Task to carry out:
The material is to be repeated exactly, from first line to last.

Provided material:
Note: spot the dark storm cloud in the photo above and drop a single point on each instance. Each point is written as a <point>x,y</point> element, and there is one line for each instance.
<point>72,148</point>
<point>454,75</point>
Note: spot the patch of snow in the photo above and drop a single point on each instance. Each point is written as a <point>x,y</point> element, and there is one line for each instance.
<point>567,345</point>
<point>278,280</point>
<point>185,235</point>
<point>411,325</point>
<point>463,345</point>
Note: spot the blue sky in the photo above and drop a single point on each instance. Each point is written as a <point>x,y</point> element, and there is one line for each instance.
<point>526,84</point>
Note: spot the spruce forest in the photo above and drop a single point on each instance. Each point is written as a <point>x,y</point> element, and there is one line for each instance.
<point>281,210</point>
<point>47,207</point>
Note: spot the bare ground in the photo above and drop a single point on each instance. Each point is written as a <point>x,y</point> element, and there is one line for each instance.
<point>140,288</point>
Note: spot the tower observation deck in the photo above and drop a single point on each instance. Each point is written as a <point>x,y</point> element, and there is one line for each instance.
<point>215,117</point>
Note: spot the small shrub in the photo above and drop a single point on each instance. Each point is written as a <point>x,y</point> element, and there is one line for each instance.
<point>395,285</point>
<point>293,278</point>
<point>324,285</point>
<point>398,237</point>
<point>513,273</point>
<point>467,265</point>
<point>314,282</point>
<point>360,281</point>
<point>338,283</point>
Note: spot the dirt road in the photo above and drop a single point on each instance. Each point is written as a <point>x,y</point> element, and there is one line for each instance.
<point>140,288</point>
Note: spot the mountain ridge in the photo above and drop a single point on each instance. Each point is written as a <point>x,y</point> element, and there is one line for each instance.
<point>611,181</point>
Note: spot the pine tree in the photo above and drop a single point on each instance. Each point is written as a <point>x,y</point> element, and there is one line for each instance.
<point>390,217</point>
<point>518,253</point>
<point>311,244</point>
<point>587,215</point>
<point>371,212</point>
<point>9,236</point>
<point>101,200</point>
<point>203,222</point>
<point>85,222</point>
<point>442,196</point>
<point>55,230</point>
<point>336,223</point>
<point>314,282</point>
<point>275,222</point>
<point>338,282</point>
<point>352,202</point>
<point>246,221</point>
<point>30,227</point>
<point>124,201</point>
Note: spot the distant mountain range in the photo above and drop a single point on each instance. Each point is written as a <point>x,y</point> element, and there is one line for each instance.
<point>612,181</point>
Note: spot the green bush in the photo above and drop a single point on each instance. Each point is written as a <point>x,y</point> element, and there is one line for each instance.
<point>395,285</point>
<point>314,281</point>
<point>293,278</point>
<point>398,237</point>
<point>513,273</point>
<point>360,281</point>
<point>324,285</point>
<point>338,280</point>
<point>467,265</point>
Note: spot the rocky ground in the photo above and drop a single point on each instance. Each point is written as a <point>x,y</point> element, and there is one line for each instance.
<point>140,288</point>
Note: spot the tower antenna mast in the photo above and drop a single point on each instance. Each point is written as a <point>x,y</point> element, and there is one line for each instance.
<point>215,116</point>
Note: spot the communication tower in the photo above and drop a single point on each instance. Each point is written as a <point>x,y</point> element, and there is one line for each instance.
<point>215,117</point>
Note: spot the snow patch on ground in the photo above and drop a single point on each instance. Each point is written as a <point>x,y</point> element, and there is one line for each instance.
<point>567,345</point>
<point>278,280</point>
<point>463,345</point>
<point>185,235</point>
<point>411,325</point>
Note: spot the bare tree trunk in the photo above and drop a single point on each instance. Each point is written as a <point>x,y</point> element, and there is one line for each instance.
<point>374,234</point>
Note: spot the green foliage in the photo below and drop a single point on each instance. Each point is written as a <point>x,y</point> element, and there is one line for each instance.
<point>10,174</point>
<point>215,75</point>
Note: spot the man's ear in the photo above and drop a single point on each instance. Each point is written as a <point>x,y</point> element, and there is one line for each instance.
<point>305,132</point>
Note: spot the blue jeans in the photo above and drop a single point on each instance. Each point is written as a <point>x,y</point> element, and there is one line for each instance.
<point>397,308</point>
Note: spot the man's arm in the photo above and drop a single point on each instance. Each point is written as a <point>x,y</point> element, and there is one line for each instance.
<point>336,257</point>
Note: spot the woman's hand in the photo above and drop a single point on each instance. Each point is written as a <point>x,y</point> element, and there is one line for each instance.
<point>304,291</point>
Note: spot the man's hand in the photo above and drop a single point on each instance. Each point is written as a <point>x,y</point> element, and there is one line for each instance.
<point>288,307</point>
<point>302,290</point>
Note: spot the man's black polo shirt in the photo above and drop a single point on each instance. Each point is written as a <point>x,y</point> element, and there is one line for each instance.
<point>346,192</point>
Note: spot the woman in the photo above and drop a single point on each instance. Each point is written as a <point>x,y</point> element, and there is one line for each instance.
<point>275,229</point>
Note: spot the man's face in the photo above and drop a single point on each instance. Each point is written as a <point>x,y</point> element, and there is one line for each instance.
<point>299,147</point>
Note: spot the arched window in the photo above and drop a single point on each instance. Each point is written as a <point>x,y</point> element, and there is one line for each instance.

Answer space:
Note: spot the dark storm cloud in the photo above and drop a single point on each instance. Each point is written as a <point>x,y</point> element, and there is one line for each instance.
<point>72,148</point>
<point>454,75</point>
Note: spot the patch of snow in the photo above and drop a single point on each instance. Each point is written as a <point>x,y</point> element, and there is one line for each instance.
<point>567,345</point>
<point>278,280</point>
<point>185,235</point>
<point>411,325</point>
<point>463,345</point>
Note: spot the blue sky in the photo above and drop a single point on each instance. Each point is written as a <point>x,y</point> element, and there is one line for each instance.
<point>526,84</point>
Note: spot the spruce forest in the photo above and drop a single point on each instance. Each point is written as a <point>x,y</point> element, and there is one line for each instance.
<point>281,210</point>
<point>47,207</point>
Note: spot the bare ground in the photo above and drop a single point on each instance. Each point is written as a <point>x,y</point> element, and there is one line for each instance.
<point>140,288</point>
Note: spot the tower observation deck in the photo above and drop a single point on each instance. Each point is written as a <point>x,y</point> element, and there is one line for each instance.
<point>215,117</point>
Note: spot the small shrub in the photo above and drop a single point on each instance. Each point is written as a <point>x,y</point> element, and there is one line for each instance.
<point>395,285</point>
<point>293,278</point>
<point>324,285</point>
<point>398,237</point>
<point>513,273</point>
<point>467,265</point>
<point>314,282</point>
<point>360,281</point>
<point>338,283</point>
Note: spot the dirt road in the photo above and drop a single point on each instance. Each point is written as a <point>x,y</point> element, and there is one line for each instance.
<point>140,288</point>
Note: spot the mountain ridge in the photo above and drop a single point on each instance. Each point is written as a <point>x,y</point> element, and there is one line for each instance.
<point>611,181</point>
Note: spot the pine tree in the photo above and drop a single point on each instance. Each point is written as a <point>x,y</point> element, and there is one line for each instance.
<point>390,217</point>
<point>518,253</point>
<point>311,244</point>
<point>587,215</point>
<point>371,212</point>
<point>9,236</point>
<point>101,200</point>
<point>203,222</point>
<point>85,222</point>
<point>442,196</point>
<point>55,230</point>
<point>336,223</point>
<point>314,282</point>
<point>275,222</point>
<point>338,282</point>
<point>352,202</point>
<point>246,221</point>
<point>30,227</point>
<point>124,201</point>
Note: spot the distant mountain range in the photo above and drop a single point on each instance. Each point is written as a <point>x,y</point> element, and there is one line for each instance.
<point>612,181</point>
Note: spot the green bush in the photo above and drop a single point on each instance. Each point is written as a <point>x,y</point> element, and there is one line for each instance.
<point>395,285</point>
<point>314,281</point>
<point>293,278</point>
<point>398,237</point>
<point>513,273</point>
<point>360,281</point>
<point>324,285</point>
<point>338,280</point>
<point>467,265</point>
Note: spot the rocky ground in the photo above and drop a single point on each instance. Each point is written as a <point>x,y</point> element, and there is one line for each instance.
<point>140,288</point>
Note: spot the tower antenna mast in the photo above and drop a single point on each instance. Each point is written as a <point>x,y</point> element, and there is one line for each instance.
<point>215,116</point>
Note: spot the communication tower in the photo above and drop a single point on each instance. Each point is written as a <point>x,y</point> element, and there is one line for each instance.
<point>215,117</point>
Note: spot the snow patch on ground in the photo above and drop a single point on each instance. Each point is written as a <point>x,y</point> element, and there is one line for each instance.
<point>567,345</point>
<point>278,280</point>
<point>463,345</point>
<point>185,235</point>
<point>411,325</point>
Note: spot the bare tree trunk in the photo above and drop a single point on each instance. Each point is written as a <point>x,y</point> element, and there is one line for each instance.
<point>374,234</point>
Note: spot the green foliage in the photo below and drop a single point on each instance. Each point is written as a <point>x,y</point> element, and there is one line for each instance.
<point>10,174</point>
<point>215,75</point>
Note: spot the man's ear in the photo above and drop a single point on each instance. Each point is written as a <point>x,y</point> element, and there is one line for each instance.
<point>305,132</point>
Note: spot the blue jeans in the photo above and drop a single point on each instance. Each point is written as a <point>x,y</point> element, and there is one line for each instance.
<point>397,308</point>
Note: spot the man's arm in the photo above and drop a single point on each instance. Each point is written as a <point>x,y</point> element, and there is one line for each instance.
<point>336,257</point>
Note: spot the woman's hand in the photo above and drop a single point on each instance. Each point is written as a <point>x,y</point> element, and there is one line for each instance.
<point>304,291</point>
Note: spot the man's hand in the photo above and drop a single point on each instance. Each point is written as a <point>x,y</point> element, and there is one line for each instance.
<point>288,307</point>
<point>302,290</point>
Note: spot the man's black polo shirt in the photo above and drop a single point on each instance. Each point is written as a <point>x,y</point> element, and there is one line for each instance.
<point>346,192</point>
Note: spot the woman in the photo above and drop a single point on each instance. Each point is written as a <point>x,y</point> element, and there is one line for each instance.
<point>275,229</point>
Note: spot the man's face in the photo above and drop a single point on each instance. Each point is written as a <point>x,y</point> element, and there is one line for each instance.
<point>299,147</point>
Note: spot the arched window in the photo above and drop a single point on each instance. Each point is written as a <point>x,y</point> element, and there is one line for each instance.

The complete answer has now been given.